- [A block of data]
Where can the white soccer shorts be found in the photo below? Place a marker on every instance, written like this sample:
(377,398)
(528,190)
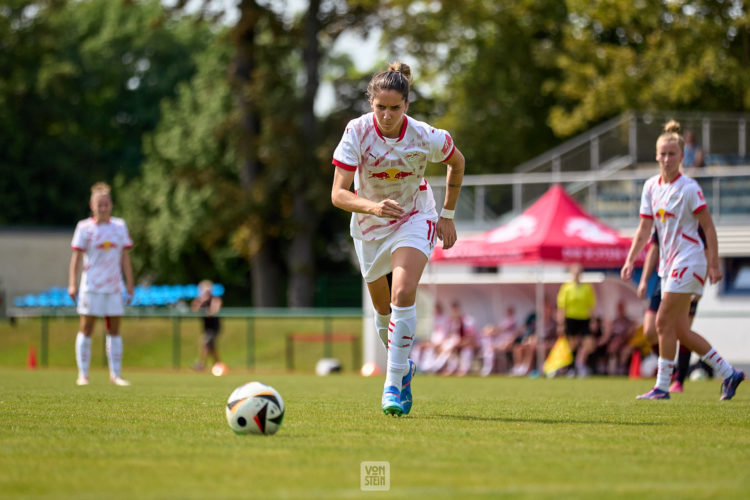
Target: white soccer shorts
(684,279)
(375,256)
(100,304)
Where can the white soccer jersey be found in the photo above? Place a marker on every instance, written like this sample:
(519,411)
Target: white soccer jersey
(391,168)
(102,245)
(673,206)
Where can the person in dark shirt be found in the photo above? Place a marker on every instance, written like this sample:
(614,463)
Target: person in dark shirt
(209,305)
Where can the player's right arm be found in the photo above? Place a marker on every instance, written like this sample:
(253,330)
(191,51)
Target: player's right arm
(342,197)
(73,271)
(642,235)
(652,257)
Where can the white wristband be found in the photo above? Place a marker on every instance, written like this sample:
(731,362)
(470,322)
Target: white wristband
(447,214)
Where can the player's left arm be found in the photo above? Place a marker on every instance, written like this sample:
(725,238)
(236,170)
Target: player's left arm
(127,270)
(712,245)
(446,228)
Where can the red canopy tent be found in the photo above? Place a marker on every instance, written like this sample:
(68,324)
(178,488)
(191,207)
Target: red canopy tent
(555,229)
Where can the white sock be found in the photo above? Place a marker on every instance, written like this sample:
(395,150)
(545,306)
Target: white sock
(381,326)
(114,354)
(83,353)
(665,367)
(401,331)
(719,364)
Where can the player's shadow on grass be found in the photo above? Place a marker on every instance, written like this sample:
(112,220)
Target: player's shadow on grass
(518,420)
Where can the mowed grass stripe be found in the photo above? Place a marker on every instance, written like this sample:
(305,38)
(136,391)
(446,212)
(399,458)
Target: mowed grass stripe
(166,437)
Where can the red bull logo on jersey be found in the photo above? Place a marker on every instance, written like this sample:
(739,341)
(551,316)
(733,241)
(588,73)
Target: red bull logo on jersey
(106,245)
(663,215)
(447,145)
(391,174)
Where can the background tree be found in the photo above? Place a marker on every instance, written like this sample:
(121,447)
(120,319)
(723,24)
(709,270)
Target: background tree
(81,84)
(649,55)
(482,63)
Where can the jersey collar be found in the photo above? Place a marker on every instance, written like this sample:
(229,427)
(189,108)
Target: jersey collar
(400,135)
(673,180)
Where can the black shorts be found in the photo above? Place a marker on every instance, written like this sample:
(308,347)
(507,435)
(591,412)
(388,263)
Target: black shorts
(653,305)
(577,326)
(209,337)
(655,301)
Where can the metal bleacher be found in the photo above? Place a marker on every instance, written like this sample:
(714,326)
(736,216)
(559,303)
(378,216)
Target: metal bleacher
(605,167)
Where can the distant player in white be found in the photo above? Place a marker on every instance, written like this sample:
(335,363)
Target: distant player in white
(674,204)
(394,221)
(101,245)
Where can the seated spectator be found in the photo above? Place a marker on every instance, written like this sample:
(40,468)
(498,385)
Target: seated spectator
(525,351)
(498,342)
(456,353)
(618,343)
(424,352)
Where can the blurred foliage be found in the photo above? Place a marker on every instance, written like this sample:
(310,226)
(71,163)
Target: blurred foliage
(487,61)
(649,55)
(220,165)
(81,84)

- [Stated task] Please swap every "Place a marker" in the data above for "Put a point" and give all of it again with nothing else changed. Omit the pictures from your copy.

- [Task output]
Where can the white soccer shorts be found in the photo below? Put a point on every instance, written like this sample:
(377,398)
(528,190)
Target: white soccer shorts
(684,279)
(375,256)
(100,304)
Where can the white soccer jersey be found in the photo above? Put a point on every instance, written like this sample:
(519,411)
Target: white soccer jersey
(391,168)
(102,245)
(673,206)
Where can the person in dark shirt be found in the photo above? Put a point on every instance, written like this sample:
(614,463)
Target: person in dark shirt
(209,305)
Where can the player's right arm be found in the photo above? Put a point on every instance, written like this sample:
(253,330)
(191,51)
Target: player's right arm
(342,197)
(73,271)
(642,235)
(652,257)
Where can the white wristband be found in the photo above? Put a point on every instance, written like this sample:
(731,362)
(470,322)
Target: white wristband
(447,214)
Where can the player's left arm be found in the photo above? Put a point on every instance, written like this sample:
(725,238)
(236,170)
Target: player's left arm
(127,270)
(712,245)
(446,228)
Where can the red canopy tent be found in the photo above? Put a point on every instance, written like this sample:
(68,324)
(178,488)
(191,207)
Target: red canopy tent
(555,229)
Where can the white sock be found in the photo above? Put a point on every instance, written like this sample:
(395,150)
(545,306)
Target: white sock
(381,326)
(114,354)
(83,353)
(665,367)
(401,331)
(719,364)
Where can the player's shadow on grass be found in the photo above? Put a point on every instance, written like this sample:
(112,220)
Target: player's shadow on grass
(518,420)
Where can the mowed grass stripe be found in the photo above? Put a point on every instance, written like this sample:
(305,38)
(136,391)
(446,212)
(399,458)
Target: mowed grass stripe
(166,437)
Where can the red bull logo on jersey be found in the photo above? Put a point on every instance, written like this sample:
(739,341)
(551,316)
(733,241)
(588,73)
Target: red bull logo on jersey
(106,245)
(663,215)
(447,145)
(391,174)
Where can the background tree be found in the photo above? Put a point on every instance, written like this sample:
(121,447)
(120,319)
(723,24)
(709,270)
Target: background tree
(81,84)
(649,55)
(482,63)
Where can the jersey collar be found in the photo above? Put a point on every instance, written like this sample:
(229,427)
(189,108)
Target: jersey collar
(400,135)
(673,180)
Where can the black shorts be found in the photo above? Put a point on every instance, written like this sample:
(308,347)
(507,435)
(591,412)
(388,263)
Target: black shorts
(653,305)
(577,326)
(209,337)
(655,301)
Where can the metal bleacher be found in the photo above? Put a point on every instance, written like this sample:
(714,326)
(736,216)
(559,303)
(378,216)
Target: metal bleacher
(605,167)
Where can the distant player in white be found in the photo above? Put a point on every instance, written like this sample:
(335,363)
Target: distant player in white
(674,204)
(394,221)
(101,245)
Where can the seated spectator be found in the photo above? Put a point on every instance, written like this sample:
(40,468)
(498,385)
Target: seated spectator
(525,351)
(498,342)
(456,353)
(618,343)
(424,352)
Where can the blurred foliage be found in the photo above? Put a point on every instance, written like this sample:
(310,226)
(71,163)
Target: blurred foliage
(487,61)
(649,55)
(220,165)
(81,84)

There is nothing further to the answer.